[WORK TASK 1]: In the excerpt on A Very Easy Death, what does Beauvoir praise her mother for?
[WORK TASK 2]: Print the excerpt on A Very Easy Death from the words "Additionally, scholars suggest" up to and including the words "non-person or infantile.".

*** DOCUMENT EXTRACT Section Begins ***

Additionally, scholars suggest that Beauvoir's account underscores how people with diseases are treated as "the Other" in society. Specifically, people affected with illness and subsequent physical decline are often treated as a non-person or infantile.

==== Freedom ====
Beauvoir's book draws on the theme that when a person is dying, their freedom and the freedom of their loved ones is limited. Beauvoir and her sister physically visited their mother often, limiting their ability to travel beyond the hospital room. Also, Beauvoir felt compelled to make decisions in agreement with the medical system, rather than her instincts.

==== Authenticity ====
Scholars suggest two examples where Beauvoir writes about authenticity in A Very Easy Death. The first is Beauvoir's connection with her mother as she lives more authentically during her illness. Beauvoir's biography of her mother highlights that her mother lived inauthentically, choosing to accept the constraints and limits of social norms associated with being a woman, rather than questioning them. However, during her illness, her mother casts off these conventions and lives freely, despite her limited mobility during her illness. Beauvoir praises her mother for focusing on her own desires, rather than desiring to conform to society.

*** DOCUMENT EXTRACT Section Ends ***
*** INFORMATION GIVEN Section Begins ***

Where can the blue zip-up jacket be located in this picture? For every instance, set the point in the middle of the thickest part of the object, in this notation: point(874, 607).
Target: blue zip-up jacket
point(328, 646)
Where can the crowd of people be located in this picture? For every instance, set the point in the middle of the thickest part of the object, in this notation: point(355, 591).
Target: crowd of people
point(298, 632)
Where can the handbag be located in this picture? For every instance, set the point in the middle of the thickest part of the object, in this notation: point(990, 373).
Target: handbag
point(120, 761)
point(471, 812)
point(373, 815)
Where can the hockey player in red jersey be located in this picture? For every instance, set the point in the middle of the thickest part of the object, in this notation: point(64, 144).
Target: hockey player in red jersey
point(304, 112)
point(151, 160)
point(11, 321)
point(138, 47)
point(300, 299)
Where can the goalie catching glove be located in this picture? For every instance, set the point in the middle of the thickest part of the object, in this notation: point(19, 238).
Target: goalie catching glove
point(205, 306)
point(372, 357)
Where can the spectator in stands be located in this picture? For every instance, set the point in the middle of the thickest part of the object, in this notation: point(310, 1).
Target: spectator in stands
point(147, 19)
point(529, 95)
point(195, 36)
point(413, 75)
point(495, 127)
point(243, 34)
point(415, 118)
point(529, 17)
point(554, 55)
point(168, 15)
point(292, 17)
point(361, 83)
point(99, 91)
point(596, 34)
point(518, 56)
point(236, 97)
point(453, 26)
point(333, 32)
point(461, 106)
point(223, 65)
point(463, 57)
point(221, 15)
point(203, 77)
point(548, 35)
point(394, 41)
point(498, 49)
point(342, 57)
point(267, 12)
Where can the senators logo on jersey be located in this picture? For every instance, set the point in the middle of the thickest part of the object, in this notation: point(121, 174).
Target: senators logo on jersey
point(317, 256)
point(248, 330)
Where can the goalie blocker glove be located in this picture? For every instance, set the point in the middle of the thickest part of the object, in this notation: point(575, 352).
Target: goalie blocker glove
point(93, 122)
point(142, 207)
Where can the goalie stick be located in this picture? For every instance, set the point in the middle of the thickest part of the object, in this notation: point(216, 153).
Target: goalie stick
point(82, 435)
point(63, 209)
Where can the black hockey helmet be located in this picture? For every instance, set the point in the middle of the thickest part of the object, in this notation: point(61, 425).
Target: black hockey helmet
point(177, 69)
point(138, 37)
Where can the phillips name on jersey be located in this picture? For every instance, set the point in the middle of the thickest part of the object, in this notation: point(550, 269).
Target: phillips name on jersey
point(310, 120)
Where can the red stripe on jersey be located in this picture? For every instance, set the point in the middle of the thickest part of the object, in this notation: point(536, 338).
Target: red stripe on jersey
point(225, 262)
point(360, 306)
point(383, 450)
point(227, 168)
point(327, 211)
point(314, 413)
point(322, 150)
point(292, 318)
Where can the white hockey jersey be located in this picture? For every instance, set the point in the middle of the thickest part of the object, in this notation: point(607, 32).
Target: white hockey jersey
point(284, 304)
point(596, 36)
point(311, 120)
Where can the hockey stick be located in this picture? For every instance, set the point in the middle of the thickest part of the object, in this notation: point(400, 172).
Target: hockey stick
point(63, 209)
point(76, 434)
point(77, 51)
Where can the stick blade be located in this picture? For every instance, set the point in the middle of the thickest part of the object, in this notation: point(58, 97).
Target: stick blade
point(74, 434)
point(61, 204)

*** INFORMATION GIVEN Section Ends ***

[TASK ANSWER 1]: Focusing on her own desires rather than desiring to conform to society.

[TASK ANSWER 2]:
Additionally, scholars suggest that Beauvoir's account underscores how people with diseases are treated as "the Other" in society. Specifically, people affected with illness and subsequent physical decline are often treated as a non-person or infantile.